▶ DATASET
= = =

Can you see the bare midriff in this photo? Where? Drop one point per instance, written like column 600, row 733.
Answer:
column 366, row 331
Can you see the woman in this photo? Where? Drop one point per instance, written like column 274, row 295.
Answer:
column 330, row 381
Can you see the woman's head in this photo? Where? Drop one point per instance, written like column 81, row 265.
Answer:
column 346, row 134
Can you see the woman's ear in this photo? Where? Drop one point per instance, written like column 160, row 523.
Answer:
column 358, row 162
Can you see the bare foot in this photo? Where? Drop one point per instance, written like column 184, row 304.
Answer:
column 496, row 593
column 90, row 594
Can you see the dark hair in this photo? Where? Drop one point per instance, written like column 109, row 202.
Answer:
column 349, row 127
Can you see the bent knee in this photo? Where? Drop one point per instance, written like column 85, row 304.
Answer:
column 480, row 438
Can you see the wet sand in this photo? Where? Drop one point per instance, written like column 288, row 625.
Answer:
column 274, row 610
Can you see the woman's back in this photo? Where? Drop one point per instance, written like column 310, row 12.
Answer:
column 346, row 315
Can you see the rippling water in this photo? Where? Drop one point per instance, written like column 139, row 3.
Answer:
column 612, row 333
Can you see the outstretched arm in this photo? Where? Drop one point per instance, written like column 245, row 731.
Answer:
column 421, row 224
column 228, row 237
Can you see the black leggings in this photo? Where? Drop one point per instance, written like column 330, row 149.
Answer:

= = =

▶ EXERCISE INSTRUCTIONS
Write out the rows above again, putting "Mark" wherever "Drop" appears and changing nothing else.

▶ SOLUTION TO THIS EXERCISE
Can you see the bare midriff in this photo? Where? Mark one point per instance, written like column 600, row 733.
Answer:
column 366, row 331
Can you see the woman in this photo? Where? Mark one point per instance, written like column 274, row 295.
Answer:
column 330, row 381
Can you see the woman's head in this photo? Where? Mark one point per instance, written like column 81, row 265.
Answer:
column 346, row 134
Can you see the woman's ear in this photo? Where? Mark one point per instance, written like column 160, row 523.
Answer:
column 358, row 162
Can you see the bare foot in this photo? Where? Mark one point per instance, written like column 184, row 304.
Answer:
column 496, row 593
column 90, row 594
Can you see the dark hair in this photo? Where? Mark one point per instance, written like column 109, row 202.
Answer:
column 349, row 127
Can you see the bent knee in this photo? Where? Mark one point per instance, written like column 85, row 304.
Answer:
column 480, row 438
Can you see the wet sand in this photo? Where? Mark one point per instance, written like column 288, row 625.
Answer:
column 274, row 610
Can you see the woman's back in this photo? Where? Mark one point per instance, written like column 310, row 12.
Answer:
column 346, row 315
Can you see the rippling water in this photo? Where? Mark one point per instance, written like column 139, row 3.
Answer:
column 612, row 333
Can you see the outstretched arm in this photo? Where? Mark one point per instance, written like column 245, row 731.
Answer:
column 421, row 224
column 228, row 237
Can you see the black leggings in this photo? Where? Mark one point per instance, written like column 330, row 149.
Answer:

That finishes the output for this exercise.